The Emergence of Modern Patent Systems and Patent Controversy


Most European countries, with the notable exception of Switzerland, established modern patent systems in the first half of the nineteenth century.


The French Revolution and a natural right to property in ideas

The French Revolution abolished the privileges granted by the Old Regime and established a modern intellectual property system.16 The laws during the Revolution were often stated as laying a foundation for the idea of the natural rights of inventors or authors. Section 1 of the French law of 1791 stated: ‘All new discoveries are the property of the author; to assure the inventor the property and temporary enjoyment of his discovery, there shall be delivered to him a patent for five, ten or fifteen years.’ Here, the right of authors or inventors was seemingly perceived to be one that was recognised rather than created by legal instrument. However, the debates during the French Revolution reveal that there existed a tension between private interests in ideas and public enlightenment.17 One argument about ideas was that ‘ideas were social rather than individual in origin’; ‘the progress of enlightenment depended upon public access, rather than private claims to ideas’.18 The contrasting argument was that the sanctity of individual creativity should be protected as a natural right. Although these debates are primarily concerned with authorship, they may also provide insights in the field of patents.


The 1791 law itself appeared not to be coherent with the natural rights argument. While it recognised an author’s right as a natural property right, it limited the term of protection after which the works of authors would become part of the public domain. Classical natural rights would have no expiry dates. Furthermore, the decree adopted later in 1793 put more emphasis on the notion of the public domain. The grant of a limited property right to authors was presented as ‘a mechanism for promoting and ensuring public enlightenment by encouraging and recompensing intellectual activity’.19 Therefore, it may not be fair to say that the legacy of the French Revolution on intellectual property is confined only to the notion of a natural property right in ideas.20 The recognition of the public domain during the French Revolution deserves adequate attention.

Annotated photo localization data
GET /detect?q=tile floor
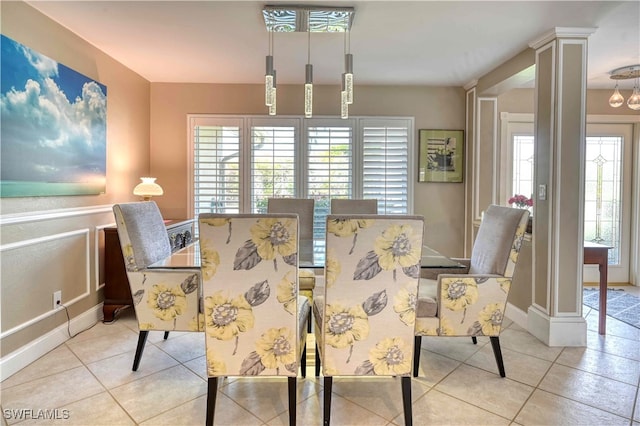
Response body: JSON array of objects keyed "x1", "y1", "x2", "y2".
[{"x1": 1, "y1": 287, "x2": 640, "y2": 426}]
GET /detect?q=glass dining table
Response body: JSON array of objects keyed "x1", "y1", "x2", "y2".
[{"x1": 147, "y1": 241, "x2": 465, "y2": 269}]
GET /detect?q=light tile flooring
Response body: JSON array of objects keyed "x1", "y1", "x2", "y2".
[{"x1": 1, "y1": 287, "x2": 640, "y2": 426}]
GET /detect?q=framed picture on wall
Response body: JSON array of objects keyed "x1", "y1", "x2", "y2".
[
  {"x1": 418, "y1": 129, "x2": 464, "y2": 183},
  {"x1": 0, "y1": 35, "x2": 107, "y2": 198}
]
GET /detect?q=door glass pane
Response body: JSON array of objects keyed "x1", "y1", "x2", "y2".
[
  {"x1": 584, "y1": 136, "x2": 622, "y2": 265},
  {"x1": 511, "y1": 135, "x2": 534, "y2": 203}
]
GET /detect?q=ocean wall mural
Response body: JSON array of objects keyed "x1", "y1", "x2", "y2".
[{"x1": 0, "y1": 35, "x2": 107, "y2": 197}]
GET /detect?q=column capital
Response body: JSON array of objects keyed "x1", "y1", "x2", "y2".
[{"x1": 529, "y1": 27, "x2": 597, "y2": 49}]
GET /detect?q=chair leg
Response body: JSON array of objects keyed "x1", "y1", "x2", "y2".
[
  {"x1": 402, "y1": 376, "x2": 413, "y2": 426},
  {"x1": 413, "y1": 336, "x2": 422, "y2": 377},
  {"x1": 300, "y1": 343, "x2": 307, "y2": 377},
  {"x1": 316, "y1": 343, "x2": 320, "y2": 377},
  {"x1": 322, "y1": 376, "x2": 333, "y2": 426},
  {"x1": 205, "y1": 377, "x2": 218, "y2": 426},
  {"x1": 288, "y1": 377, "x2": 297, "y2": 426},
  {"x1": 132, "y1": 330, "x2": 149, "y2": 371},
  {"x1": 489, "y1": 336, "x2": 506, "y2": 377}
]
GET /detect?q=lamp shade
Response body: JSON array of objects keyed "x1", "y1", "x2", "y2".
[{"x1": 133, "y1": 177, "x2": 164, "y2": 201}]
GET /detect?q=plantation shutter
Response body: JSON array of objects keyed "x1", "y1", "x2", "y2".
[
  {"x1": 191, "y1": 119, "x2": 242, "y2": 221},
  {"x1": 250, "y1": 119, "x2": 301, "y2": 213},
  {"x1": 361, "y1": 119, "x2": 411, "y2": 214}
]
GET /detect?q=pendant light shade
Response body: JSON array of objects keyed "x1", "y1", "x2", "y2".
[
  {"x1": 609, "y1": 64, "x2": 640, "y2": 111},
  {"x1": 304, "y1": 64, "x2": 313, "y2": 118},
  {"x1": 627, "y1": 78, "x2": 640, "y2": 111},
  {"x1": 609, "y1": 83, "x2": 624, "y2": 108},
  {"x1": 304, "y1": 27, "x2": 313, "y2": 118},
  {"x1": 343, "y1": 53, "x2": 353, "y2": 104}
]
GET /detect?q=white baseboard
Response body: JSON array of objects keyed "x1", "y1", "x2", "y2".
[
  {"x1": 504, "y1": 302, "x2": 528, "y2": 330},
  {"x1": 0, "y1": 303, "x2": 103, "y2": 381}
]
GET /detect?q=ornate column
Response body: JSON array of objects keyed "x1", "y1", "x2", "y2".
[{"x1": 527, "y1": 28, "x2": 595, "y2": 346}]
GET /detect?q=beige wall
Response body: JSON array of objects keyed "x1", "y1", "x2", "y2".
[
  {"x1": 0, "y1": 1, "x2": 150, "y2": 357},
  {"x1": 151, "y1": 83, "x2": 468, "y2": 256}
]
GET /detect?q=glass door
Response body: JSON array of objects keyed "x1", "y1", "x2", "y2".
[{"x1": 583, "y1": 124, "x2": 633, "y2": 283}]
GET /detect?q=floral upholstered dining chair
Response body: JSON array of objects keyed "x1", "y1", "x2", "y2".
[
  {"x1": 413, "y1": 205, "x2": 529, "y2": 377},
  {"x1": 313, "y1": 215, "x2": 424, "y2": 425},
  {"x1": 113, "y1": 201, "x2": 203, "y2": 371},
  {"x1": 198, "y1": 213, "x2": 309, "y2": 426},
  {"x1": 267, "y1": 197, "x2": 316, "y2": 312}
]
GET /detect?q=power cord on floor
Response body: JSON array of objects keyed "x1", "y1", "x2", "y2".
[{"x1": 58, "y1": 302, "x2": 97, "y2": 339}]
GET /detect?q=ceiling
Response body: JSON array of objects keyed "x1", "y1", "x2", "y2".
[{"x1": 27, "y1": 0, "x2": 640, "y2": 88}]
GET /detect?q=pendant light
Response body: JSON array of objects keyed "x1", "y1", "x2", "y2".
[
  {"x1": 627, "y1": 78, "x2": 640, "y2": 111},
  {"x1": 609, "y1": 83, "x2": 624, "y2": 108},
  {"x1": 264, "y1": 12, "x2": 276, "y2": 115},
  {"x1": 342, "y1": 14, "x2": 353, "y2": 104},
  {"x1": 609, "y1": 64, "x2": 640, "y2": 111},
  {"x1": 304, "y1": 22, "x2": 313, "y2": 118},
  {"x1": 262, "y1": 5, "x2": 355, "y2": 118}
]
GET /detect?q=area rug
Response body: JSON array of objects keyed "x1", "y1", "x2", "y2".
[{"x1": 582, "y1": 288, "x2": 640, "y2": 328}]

* * *

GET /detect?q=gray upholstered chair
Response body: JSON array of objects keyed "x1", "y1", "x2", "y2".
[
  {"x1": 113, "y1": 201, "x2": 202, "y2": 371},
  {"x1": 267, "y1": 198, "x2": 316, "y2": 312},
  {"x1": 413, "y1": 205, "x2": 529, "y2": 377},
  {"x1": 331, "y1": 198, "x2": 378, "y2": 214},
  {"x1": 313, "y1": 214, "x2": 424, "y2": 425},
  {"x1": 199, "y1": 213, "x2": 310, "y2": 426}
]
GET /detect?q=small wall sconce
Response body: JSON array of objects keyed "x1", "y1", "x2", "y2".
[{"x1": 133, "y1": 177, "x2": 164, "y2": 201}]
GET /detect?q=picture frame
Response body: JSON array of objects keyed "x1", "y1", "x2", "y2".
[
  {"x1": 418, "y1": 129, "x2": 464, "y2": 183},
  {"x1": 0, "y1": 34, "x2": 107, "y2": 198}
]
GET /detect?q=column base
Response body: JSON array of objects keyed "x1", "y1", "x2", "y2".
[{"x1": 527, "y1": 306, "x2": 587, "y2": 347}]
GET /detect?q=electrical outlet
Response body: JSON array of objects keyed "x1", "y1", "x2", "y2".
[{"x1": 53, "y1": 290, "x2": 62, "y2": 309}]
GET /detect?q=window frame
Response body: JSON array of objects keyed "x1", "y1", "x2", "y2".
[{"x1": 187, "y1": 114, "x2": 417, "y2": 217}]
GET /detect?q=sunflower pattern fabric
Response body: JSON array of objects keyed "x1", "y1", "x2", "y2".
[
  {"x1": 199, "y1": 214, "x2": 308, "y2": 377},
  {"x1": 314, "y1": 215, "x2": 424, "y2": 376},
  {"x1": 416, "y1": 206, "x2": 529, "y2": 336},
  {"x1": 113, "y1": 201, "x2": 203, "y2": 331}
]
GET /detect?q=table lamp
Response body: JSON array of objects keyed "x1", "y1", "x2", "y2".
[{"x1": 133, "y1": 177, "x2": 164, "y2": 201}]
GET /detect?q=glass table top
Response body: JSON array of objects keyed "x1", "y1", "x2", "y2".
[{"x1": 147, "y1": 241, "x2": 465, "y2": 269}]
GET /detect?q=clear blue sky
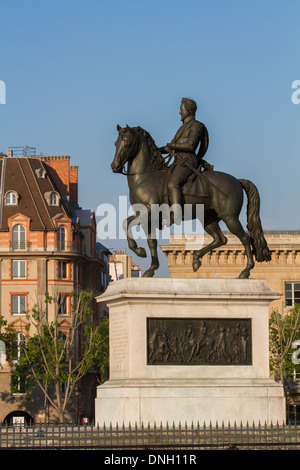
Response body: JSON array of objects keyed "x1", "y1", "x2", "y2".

--

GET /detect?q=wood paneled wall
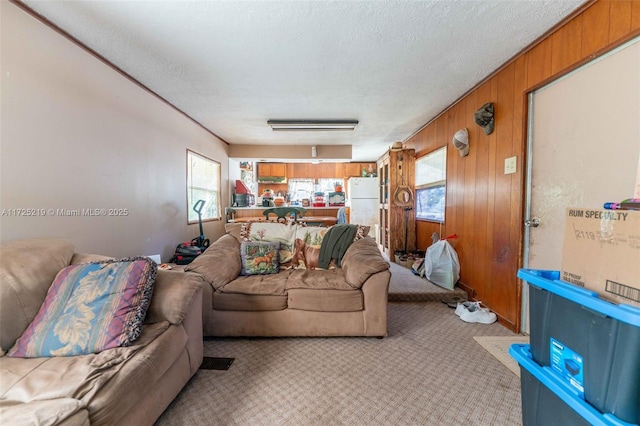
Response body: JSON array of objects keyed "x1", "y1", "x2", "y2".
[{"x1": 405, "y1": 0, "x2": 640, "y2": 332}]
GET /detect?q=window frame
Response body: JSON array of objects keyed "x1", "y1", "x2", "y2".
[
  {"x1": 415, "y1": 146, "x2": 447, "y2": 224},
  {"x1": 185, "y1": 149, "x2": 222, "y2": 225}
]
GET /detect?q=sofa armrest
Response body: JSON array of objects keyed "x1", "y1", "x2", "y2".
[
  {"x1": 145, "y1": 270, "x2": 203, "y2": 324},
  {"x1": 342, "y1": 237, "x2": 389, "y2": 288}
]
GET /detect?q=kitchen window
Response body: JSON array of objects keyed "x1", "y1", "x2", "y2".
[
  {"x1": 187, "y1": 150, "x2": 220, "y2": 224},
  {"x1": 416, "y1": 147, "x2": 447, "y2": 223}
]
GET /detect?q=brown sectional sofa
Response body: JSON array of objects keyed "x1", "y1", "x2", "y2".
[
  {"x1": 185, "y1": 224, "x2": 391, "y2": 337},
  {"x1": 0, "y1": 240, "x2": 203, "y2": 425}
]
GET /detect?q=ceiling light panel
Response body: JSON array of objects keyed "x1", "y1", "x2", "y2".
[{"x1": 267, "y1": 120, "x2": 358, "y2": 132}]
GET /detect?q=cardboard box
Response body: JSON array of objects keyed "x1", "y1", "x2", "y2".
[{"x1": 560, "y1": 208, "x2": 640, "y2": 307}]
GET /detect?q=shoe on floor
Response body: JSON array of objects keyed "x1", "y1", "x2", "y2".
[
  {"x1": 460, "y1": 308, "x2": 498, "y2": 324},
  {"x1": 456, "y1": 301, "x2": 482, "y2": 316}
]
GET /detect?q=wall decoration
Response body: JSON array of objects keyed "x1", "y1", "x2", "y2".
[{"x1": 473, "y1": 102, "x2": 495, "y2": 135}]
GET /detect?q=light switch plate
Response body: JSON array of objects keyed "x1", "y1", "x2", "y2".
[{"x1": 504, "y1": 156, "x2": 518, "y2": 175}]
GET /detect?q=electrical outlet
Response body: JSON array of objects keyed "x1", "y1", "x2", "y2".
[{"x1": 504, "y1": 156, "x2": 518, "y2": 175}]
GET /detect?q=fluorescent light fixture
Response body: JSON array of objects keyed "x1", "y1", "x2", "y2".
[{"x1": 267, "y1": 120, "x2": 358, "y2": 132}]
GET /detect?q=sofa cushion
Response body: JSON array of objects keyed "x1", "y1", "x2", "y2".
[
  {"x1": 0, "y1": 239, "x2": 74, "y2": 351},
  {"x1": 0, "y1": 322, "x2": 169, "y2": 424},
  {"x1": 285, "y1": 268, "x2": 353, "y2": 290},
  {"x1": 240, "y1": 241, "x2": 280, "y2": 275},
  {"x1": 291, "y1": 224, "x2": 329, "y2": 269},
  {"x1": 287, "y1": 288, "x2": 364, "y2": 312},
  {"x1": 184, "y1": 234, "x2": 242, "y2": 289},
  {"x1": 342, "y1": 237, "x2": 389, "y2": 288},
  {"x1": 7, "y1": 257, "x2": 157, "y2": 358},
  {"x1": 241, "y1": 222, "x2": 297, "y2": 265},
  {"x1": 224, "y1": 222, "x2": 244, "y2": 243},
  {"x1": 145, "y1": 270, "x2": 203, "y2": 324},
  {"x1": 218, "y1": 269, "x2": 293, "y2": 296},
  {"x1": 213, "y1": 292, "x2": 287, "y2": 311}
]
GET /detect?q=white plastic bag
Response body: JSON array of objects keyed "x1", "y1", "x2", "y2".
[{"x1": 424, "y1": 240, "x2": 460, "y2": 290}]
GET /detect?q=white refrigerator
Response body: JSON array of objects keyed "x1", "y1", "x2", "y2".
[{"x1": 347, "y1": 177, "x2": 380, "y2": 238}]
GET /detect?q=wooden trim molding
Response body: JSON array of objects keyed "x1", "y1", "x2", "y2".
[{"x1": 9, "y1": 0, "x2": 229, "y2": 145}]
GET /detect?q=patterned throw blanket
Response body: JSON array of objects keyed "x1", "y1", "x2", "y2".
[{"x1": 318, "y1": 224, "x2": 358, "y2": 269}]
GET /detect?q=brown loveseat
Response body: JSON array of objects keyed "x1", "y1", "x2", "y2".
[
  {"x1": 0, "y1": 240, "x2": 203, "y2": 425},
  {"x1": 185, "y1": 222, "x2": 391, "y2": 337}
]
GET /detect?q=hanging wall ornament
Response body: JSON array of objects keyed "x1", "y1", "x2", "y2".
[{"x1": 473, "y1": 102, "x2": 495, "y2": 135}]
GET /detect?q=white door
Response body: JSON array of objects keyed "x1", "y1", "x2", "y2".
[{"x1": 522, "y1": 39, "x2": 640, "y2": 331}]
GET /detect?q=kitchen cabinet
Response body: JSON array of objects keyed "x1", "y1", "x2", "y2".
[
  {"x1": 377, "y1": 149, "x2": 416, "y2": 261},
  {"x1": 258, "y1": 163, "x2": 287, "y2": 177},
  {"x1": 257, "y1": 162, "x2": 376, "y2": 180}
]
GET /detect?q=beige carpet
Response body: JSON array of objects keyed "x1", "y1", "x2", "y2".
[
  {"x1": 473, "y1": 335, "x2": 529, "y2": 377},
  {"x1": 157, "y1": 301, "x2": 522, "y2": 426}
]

**Tasks and exercises**
1. According to the excerpt on modern patent systems, which European country was a notable exception among those that established modern patent systems in the first half of the nineteenth century?
2. Render into French this sentence from the excerpt on modern patent systems: "Classical natural rights would have no expiry dates."

**Answers to the exercise**
1. Switzerland

2. Les droits naturels classiques n'auraient pas de date d'expiration.